• Work to be completed
Repeat the entries exactly as they appear.

Collected data entries

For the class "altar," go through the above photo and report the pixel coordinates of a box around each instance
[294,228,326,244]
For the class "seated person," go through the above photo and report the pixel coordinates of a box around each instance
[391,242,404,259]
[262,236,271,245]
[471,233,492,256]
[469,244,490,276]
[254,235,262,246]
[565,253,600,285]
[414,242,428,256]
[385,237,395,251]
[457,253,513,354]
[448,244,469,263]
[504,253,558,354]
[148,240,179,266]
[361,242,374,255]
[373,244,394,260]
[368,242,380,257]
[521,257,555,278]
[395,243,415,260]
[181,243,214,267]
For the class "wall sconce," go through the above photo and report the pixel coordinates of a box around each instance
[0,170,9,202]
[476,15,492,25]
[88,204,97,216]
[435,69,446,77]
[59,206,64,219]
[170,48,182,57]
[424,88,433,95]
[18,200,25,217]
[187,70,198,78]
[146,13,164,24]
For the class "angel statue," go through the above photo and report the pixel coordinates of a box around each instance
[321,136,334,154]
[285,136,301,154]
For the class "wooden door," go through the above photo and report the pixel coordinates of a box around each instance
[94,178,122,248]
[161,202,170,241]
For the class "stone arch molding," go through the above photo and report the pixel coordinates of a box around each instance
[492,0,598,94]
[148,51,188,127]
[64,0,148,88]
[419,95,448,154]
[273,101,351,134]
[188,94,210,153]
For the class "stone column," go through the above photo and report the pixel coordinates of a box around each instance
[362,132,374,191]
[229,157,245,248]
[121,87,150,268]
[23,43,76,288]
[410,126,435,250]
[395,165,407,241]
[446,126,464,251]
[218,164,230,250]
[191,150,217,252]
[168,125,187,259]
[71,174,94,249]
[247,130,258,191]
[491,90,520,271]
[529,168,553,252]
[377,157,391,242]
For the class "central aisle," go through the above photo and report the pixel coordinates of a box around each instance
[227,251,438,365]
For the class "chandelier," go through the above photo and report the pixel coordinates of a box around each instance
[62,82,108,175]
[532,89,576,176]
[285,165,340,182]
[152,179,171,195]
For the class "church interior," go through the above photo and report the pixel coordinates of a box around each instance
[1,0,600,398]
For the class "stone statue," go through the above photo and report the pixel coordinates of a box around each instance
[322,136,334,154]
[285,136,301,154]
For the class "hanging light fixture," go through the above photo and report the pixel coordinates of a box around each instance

• Problem solution
For the class "altar," go through the above photo and report the pixel coordinates of a box around each instance
[294,228,326,244]
For the class "seated person," go through the above photo and report the pixel coordinates of a box around each instance
[391,242,404,259]
[262,236,271,245]
[471,233,492,256]
[469,244,490,276]
[254,235,262,246]
[565,253,600,285]
[414,242,428,256]
[385,237,395,251]
[457,253,513,354]
[448,244,469,263]
[504,253,558,354]
[148,240,179,266]
[361,242,374,255]
[373,244,394,260]
[368,242,380,257]
[521,257,555,278]
[395,243,415,260]
[181,243,214,267]
For the class "wall sconce," go through the above photo and report the pixel coordinates of a box around each instance
[0,170,9,202]
[476,15,492,25]
[88,204,97,216]
[435,69,446,77]
[59,206,64,219]
[170,48,182,57]
[424,88,433,95]
[18,200,25,217]
[187,70,198,78]
[146,13,164,24]
For the class "angel statue," go through the above photo and report the pixel coordinates of a box around each instance
[321,136,334,154]
[285,136,301,154]
For the class "wooden door," go through the above photo and report the pixel coordinates of a box around each instance
[94,178,122,248]
[161,202,170,241]
For the class "stone arch molding," go through the above photo and report the pixel coordinates of a box around each instance
[492,0,598,94]
[148,51,188,127]
[64,0,148,88]
[419,95,448,154]
[273,101,351,134]
[188,94,210,153]
For the class "stone column," go through the above photo and report the pixel coordinates of a box around each instance
[362,132,374,191]
[229,157,245,248]
[121,87,150,268]
[23,43,76,288]
[410,126,435,250]
[395,165,407,241]
[446,126,464,251]
[218,164,230,250]
[191,150,217,252]
[168,125,187,259]
[71,174,94,249]
[247,130,258,191]
[491,90,520,271]
[529,168,553,252]
[377,157,391,242]
For the class "central aisle," go through the above photo and report the pixel coordinates of a box around each instance
[227,251,438,365]
For the class "chandelier," go through the above photo and report the pixel coordinates of a box around each instance
[62,82,108,175]
[532,89,576,176]
[285,165,340,182]
[152,179,171,195]
For the class "church interior," go through the above photo and report the pixel coordinates of a box around each instance
[1,0,600,398]
For the class "stone statue," go through the above photo and report the pixel coordinates of a box around each instance
[322,136,334,154]
[285,136,301,154]
For the class "hanging light fixture," go through the above photo and report the pixel coordinates of a box around each instance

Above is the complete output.